The problem -
Can you copy each of the entries below word for word?

Provided entries -
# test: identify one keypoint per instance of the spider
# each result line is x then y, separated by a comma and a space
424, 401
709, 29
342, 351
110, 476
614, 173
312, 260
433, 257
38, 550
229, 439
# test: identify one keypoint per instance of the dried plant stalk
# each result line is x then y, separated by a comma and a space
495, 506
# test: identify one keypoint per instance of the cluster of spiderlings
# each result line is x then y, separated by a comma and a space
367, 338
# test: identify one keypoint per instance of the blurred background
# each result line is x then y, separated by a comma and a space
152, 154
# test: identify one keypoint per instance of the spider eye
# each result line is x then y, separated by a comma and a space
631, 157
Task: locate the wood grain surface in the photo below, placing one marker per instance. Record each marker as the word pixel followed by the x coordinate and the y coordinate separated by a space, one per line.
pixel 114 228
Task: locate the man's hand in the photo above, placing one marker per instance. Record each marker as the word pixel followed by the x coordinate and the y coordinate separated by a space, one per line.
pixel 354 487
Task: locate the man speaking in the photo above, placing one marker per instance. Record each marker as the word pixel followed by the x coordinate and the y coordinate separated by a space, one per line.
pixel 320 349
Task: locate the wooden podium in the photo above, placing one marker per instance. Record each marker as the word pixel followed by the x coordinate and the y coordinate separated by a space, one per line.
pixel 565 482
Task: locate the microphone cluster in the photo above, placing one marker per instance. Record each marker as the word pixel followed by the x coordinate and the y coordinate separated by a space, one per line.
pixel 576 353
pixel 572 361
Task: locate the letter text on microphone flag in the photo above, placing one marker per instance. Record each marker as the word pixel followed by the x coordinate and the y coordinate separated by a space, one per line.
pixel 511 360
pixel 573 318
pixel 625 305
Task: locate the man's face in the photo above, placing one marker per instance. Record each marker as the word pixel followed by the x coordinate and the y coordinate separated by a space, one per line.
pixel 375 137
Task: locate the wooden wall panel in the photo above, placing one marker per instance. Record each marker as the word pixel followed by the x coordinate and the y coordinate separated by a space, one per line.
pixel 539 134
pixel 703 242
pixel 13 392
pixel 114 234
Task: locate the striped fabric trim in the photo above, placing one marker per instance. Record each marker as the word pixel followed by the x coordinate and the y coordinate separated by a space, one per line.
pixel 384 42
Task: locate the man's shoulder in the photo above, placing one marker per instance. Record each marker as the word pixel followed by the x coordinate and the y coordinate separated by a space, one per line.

Correct response -
# test: identify one keypoint per instance of the spider
# each result line is x then y, separated by a comma and a space
424, 401
709, 29
342, 351
110, 476
614, 173
312, 260
433, 257
38, 550
229, 439
# test: identify one keypoint per instance of the dried plant stalk
# each result line is x then y, separated by a comma and a space
495, 506
# test: identify one keypoint per instance of the cluster of spiderlings
# each result line is x then y, separated by a comma and a space
367, 338
# test: identify one keypoint per instance of the blurred background
# each result line is x then y, separated by a comma and a space
152, 154
# test: identify one keypoint per instance of the spider eye
# each result line is x then y, separated by a comma and a space
631, 157
Task: locate the wood grain surface in the photo below, placing one marker per instance. Record each marker as the word pixel followed by the x coordinate and the y coordinate separated by a space, one per line.
pixel 114 228
Task: locate the man's hand in the photo above, placing one marker per instance. Record each marker as the word pixel followed by the x coordinate and the y coordinate separated by a space, one per line.
pixel 354 487
Task: locate the man speaking in the photo above, placing one marker per instance. Record each marker as the word pixel followed by the x coordinate and the y coordinate separated by a space, one per line.
pixel 320 349
Task: locate the wooden podium in the photo above, placing one marker per instance. Record each marker as the word pixel followed by the x coordinate and the y coordinate separated by a space, one per line.
pixel 565 482
Task: locate the microphone cluster in the photo above, placing one marker per instance. Record each marker as the word pixel followed by the x coordinate and the y coordinate separated by a space, one per line.
pixel 576 353
pixel 572 361
Task: locate the letter text on microphone flag in the photo above, placing one marker per instance. Record each marker as the word pixel followed by the x coordinate and the y coordinate separated by a space, one per line.
pixel 511 360
pixel 573 318
pixel 625 305
Task: locate the man's face in the photo above, placing one marker per instance. Record each marker as the word pixel followed by the x coordinate and the y coordinate separated by a space, one per line.
pixel 375 137
Task: locate the wooden wall panel in the photo above, placing one marker per instance. Record each marker as the word pixel followed by the x coordinate and the y coordinate separated by a space, one per line.
pixel 539 134
pixel 703 242
pixel 13 392
pixel 114 234
Task: locate the striped fabric trim in the photo above, placing one marker per instance. Record each marker as the word pixel followed by the x coordinate and the y coordinate separated by a space, one per line.
pixel 384 42
Task: locate the man's shoulder in the photo above, placing one marker per instance. Record each marker as the word pixel followed by the x coordinate and the y coordinate separated by a space, one per line.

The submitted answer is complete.